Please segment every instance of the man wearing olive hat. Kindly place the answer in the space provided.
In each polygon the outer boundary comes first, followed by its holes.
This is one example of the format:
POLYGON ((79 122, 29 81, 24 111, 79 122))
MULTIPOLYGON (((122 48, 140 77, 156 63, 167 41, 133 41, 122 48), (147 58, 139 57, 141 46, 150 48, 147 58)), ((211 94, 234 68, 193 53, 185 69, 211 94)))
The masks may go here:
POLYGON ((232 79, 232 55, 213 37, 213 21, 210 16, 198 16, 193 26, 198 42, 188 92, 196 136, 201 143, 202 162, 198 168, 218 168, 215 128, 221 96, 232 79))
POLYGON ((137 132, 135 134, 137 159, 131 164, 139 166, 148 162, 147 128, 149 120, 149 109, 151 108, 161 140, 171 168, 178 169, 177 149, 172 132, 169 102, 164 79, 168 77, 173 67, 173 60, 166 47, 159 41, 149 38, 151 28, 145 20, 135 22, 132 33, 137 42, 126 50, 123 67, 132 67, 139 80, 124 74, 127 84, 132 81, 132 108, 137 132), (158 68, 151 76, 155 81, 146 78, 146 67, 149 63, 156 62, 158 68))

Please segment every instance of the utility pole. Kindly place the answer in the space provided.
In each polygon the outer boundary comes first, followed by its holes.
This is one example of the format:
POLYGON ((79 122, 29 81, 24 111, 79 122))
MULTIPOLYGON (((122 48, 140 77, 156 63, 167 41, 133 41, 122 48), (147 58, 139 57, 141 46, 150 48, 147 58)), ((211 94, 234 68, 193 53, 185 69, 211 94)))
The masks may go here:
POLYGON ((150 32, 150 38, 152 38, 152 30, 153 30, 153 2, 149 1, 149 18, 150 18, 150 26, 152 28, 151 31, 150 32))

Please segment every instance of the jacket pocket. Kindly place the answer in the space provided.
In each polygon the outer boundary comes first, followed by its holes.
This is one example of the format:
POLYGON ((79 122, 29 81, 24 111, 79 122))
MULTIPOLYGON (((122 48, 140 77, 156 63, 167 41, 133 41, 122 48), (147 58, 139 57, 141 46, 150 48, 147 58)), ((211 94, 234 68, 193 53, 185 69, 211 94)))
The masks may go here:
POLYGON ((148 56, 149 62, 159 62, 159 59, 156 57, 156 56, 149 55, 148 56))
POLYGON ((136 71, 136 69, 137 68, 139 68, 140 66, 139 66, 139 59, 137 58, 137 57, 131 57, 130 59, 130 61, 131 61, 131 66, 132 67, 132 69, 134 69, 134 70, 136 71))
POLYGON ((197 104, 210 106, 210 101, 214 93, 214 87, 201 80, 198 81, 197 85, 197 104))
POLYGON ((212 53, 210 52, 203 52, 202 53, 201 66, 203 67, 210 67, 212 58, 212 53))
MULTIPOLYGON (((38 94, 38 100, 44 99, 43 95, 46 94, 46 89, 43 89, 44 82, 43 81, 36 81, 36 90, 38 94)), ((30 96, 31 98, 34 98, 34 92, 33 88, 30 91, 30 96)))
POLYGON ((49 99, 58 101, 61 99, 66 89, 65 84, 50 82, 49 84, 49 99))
═══
INSTRUÇÃO DADA ▸ Organize todas as linhas dos registros acima numa lista JSON de strings, com uma string para cada linha. Deixe de fora as linhas em branco.

RESPOSTA AO PROBLEMA ▸
[
  "Please segment every instance of the man wearing olive hat. Kindly place the answer in the space provided.",
  "In each polygon the outer boundary comes first, followed by its holes.",
  "This is one example of the format:",
  "POLYGON ((79 122, 29 81, 24 111, 79 122))",
  "MULTIPOLYGON (((122 48, 140 77, 156 63, 167 41, 133 41, 122 48), (147 58, 139 57, 141 46, 150 48, 147 58)), ((211 94, 234 68, 193 53, 185 69, 211 94)))",
  "The masks may go here:",
  "POLYGON ((232 79, 232 55, 213 37, 213 21, 210 16, 198 16, 193 26, 198 42, 188 92, 196 136, 201 143, 202 162, 198 168, 218 168, 215 128, 221 96, 232 79))",
  "POLYGON ((137 132, 135 134, 137 159, 131 164, 139 166, 148 162, 147 128, 149 120, 149 109, 151 108, 161 140, 171 168, 178 169, 177 149, 172 132, 169 102, 164 79, 168 77, 173 67, 173 60, 166 47, 159 41, 149 38, 151 28, 145 20, 135 22, 132 33, 137 42, 126 50, 123 67, 132 67, 139 80, 124 74, 127 84, 132 81, 132 108, 137 132), (158 68, 151 76, 155 81, 146 78, 146 67, 149 63, 156 62, 158 68))",
  "Please segment every instance of the utility pole. Kindly place the answer in the space provided.",
  "In each polygon the outer boundary comes first, followed by its holes.",
  "This is one example of the format:",
  "POLYGON ((79 122, 29 81, 24 111, 79 122))",
  "MULTIPOLYGON (((122 48, 140 77, 156 63, 167 41, 133 41, 122 48), (147 58, 139 57, 141 46, 150 48, 147 58)), ((211 94, 234 68, 193 53, 185 69, 211 94)))",
  "The masks may go here:",
  "POLYGON ((150 32, 150 38, 152 38, 152 30, 153 30, 153 2, 149 1, 149 18, 150 18, 150 26, 152 28, 151 31, 150 32))",
  "Please segment every instance of the jacket pocket. Kindly place the answer in the space provided.",
  "In each polygon the outer boundary comes first, followed by its holes.",
  "This is one example of the format:",
  "POLYGON ((79 122, 29 81, 24 111, 79 122))",
  "MULTIPOLYGON (((122 48, 140 77, 156 63, 167 41, 133 41, 122 48), (147 58, 139 57, 141 46, 150 48, 147 58)), ((211 94, 234 68, 193 53, 185 69, 211 94)))",
  "The masks may go here:",
  "POLYGON ((148 56, 149 62, 159 62, 159 59, 156 57, 156 56, 149 55, 148 56))",
  "POLYGON ((136 71, 136 69, 137 68, 139 68, 140 66, 139 66, 139 59, 137 58, 137 57, 131 57, 130 59, 130 61, 131 61, 131 66, 132 67, 132 69, 134 69, 134 70, 136 71))",
  "POLYGON ((197 104, 210 106, 210 101, 214 93, 214 87, 201 80, 198 81, 197 85, 197 104))",
  "POLYGON ((212 53, 210 52, 203 52, 202 53, 201 66, 203 67, 210 67, 212 58, 212 53))",
  "MULTIPOLYGON (((38 94, 38 100, 44 99, 43 95, 46 94, 46 89, 43 89, 44 82, 43 81, 36 81, 36 90, 38 94)), ((30 96, 31 98, 34 98, 34 92, 33 88, 30 91, 30 96)))",
  "POLYGON ((49 99, 58 101, 61 99, 66 89, 65 84, 50 82, 49 84, 49 99))"
]